● **WRITTEN PROBLEM**
Render every line of the rows below as a Markdown table with the columns Line No. and Text. Number the lines in order and omit any blank lines.

Dataset items
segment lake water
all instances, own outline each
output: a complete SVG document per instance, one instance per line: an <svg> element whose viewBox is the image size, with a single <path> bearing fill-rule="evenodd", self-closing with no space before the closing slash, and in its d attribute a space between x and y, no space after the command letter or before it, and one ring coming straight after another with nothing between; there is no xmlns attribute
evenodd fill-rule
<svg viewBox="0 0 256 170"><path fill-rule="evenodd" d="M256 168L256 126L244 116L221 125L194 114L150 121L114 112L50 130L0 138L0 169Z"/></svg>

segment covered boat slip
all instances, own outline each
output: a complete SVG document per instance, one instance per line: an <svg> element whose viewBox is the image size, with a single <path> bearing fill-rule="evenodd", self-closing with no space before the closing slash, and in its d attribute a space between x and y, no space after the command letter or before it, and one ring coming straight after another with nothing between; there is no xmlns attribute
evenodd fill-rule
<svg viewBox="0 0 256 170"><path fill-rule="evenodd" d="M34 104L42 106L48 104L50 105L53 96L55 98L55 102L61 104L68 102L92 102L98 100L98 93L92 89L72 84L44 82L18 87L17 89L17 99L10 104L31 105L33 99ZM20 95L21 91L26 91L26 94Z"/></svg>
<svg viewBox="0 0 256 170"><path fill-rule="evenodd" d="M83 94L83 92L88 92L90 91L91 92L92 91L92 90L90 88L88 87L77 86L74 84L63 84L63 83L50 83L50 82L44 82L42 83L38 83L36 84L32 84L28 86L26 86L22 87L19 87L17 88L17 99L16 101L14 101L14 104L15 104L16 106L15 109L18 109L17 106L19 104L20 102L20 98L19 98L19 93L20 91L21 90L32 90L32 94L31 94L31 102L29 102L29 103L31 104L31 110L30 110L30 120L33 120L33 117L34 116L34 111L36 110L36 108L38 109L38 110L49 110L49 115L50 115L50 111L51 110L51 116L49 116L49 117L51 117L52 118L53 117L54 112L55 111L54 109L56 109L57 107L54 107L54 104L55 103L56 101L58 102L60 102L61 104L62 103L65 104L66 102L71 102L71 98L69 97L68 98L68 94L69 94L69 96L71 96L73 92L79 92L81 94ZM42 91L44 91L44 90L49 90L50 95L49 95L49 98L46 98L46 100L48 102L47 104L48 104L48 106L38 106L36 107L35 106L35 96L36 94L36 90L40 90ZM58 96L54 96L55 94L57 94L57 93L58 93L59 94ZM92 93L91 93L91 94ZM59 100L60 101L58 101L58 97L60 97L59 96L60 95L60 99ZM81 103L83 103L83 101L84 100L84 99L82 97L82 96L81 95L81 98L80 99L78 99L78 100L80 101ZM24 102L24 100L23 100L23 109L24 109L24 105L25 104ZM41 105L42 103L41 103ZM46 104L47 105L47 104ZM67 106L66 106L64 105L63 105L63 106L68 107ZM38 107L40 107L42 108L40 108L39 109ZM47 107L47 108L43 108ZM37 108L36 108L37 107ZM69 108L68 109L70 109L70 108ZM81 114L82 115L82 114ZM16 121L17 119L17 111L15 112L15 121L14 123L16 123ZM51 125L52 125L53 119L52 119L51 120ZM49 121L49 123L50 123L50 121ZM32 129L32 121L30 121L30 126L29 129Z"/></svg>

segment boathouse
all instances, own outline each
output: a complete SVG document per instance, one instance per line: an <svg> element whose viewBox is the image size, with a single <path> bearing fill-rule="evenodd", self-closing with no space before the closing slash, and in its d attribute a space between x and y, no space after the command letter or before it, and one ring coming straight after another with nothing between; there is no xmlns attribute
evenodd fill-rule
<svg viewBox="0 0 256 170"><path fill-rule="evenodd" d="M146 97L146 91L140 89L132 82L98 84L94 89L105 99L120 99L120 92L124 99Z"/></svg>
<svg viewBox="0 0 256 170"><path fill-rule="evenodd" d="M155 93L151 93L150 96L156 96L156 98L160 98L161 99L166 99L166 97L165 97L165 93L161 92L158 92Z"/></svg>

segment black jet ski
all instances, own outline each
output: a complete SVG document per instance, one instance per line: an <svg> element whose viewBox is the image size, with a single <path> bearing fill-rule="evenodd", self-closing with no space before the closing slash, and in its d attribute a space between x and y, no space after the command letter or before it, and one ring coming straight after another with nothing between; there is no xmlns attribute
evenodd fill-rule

● **PROBLEM SOLUTION**
| Line No. | Text |
|---|---|
| 1 | segment lake water |
| 2 | all instances, own outline each |
| 3 | output: a complete SVG document per instance, one instance per line: an <svg> element whose viewBox is the image size, with a single <path> bearing fill-rule="evenodd", self-closing with no space before the closing slash, and in its d attribute a space between x and y, no space after the command letter or before it, and one ring coming straight after another with nothing between; there is no xmlns attribute |
| 4 | evenodd fill-rule |
| 5 | <svg viewBox="0 0 256 170"><path fill-rule="evenodd" d="M256 168L256 126L244 116L221 125L194 114L150 121L114 112L50 130L0 138L0 169Z"/></svg> |
| 6 | segment covered boat slip |
| 7 | all instances, own outline each |
| 8 | output: a complete SVG document per instance, one instance per line: an <svg> element whose viewBox is the image size, with a single <path> bearing fill-rule="evenodd", self-closing with no space before the closing slash, and in its d attribute a space between x and y, no space after the command letter or before it, and one ring coming straight after another with nothing between; there is no xmlns attribute |
| 9 | evenodd fill-rule |
| 10 | <svg viewBox="0 0 256 170"><path fill-rule="evenodd" d="M34 104L42 106L48 104L50 105L53 96L55 98L55 102L61 104L68 102L92 102L98 100L98 93L92 89L72 84L44 82L18 87L17 89L17 99L10 104L31 105L33 99ZM20 95L21 91L26 91L26 94Z"/></svg> |
| 11 | <svg viewBox="0 0 256 170"><path fill-rule="evenodd" d="M83 94L83 92L88 92L90 91L91 92L92 91L92 90L90 88L88 87L77 86L74 84L63 84L63 83L50 83L50 82L44 82L42 83L38 83L36 84L32 84L28 86L26 86L22 87L19 87L17 88L17 99L16 101L14 101L14 104L15 104L16 106L15 109L18 109L17 106L19 104L20 102L20 98L19 98L19 93L20 91L21 90L32 90L32 94L31 94L31 102L29 102L29 103L31 104L31 110L30 110L30 120L33 120L33 117L34 116L34 111L36 110L36 108L38 109L38 110L49 110L49 115L50 115L50 111L51 110L51 116L49 116L49 117L51 117L52 118L53 117L54 112L55 111L54 109L56 109L57 107L54 107L54 104L55 103L56 101L58 102L60 102L61 104L62 103L65 104L66 102L71 102L71 98L69 97L68 98L68 94L69 94L69 96L71 96L73 92L79 92L81 94ZM42 91L44 91L44 90L49 90L50 95L49 95L49 98L46 98L46 100L48 102L47 104L48 104L48 106L38 106L36 107L35 106L35 96L36 94L36 90L40 90ZM58 96L54 96L55 94L57 94L57 93L58 93L59 94ZM92 93L91 93L91 94ZM59 100L60 101L58 101L58 97L60 97L59 96L60 95L60 99ZM81 103L83 103L83 101L84 100L84 99L82 97L82 96L81 95L81 98L80 99L78 99L78 100L80 101ZM24 102L24 100L23 100L23 109L24 109L24 105L25 104ZM41 105L42 103L41 103ZM46 104L47 105L47 104ZM67 106L66 106L64 105L63 105L63 106L68 107ZM38 107L40 107L42 108L40 108L39 109ZM47 107L47 108L43 108ZM37 108L36 108L37 107ZM69 108L68 109L70 109L70 108ZM81 114L82 115L82 114ZM16 121L17 119L17 111L15 112L15 121L14 123L16 123ZM51 125L52 125L53 119L52 119L51 120ZM49 121L49 123L50 123L50 121ZM32 129L32 121L30 121L30 126L29 129Z"/></svg> |
| 12 | segment boathouse |
| 13 | all instances, own outline each |
| 14 | output: a complete SVG document per instance, one instance per line: an <svg> element whose viewBox is the image size, with a single <path> bearing fill-rule="evenodd", self-closing with no space before the closing slash, and in its d attribute a space between x and y, no space after the command letter or before it, and one ring coming straight after another with nothing between; there is no xmlns attribute |
| 15 | evenodd fill-rule |
| 16 | <svg viewBox="0 0 256 170"><path fill-rule="evenodd" d="M146 97L146 91L140 89L132 82L98 84L94 89L105 99L120 99L120 92L124 99Z"/></svg> |
| 17 | <svg viewBox="0 0 256 170"><path fill-rule="evenodd" d="M155 93L151 93L150 96L156 96L156 98L160 98L161 99L166 99L166 97L165 97L165 93L161 92L158 92Z"/></svg> |
| 18 | segment black jet ski |
| 19 | all instances, own outline each |
| 20 | output: a complete SVG document per instance, one instance per line: an <svg> element whose viewBox is the image size, with a single <path> bearing fill-rule="evenodd", self-closing with no space before the closing slash, and in its d attribute a space between x and y, no space after the command letter or before it, and one ring coming straight after another with nothing between; there is no xmlns attribute |
| 21 | evenodd fill-rule |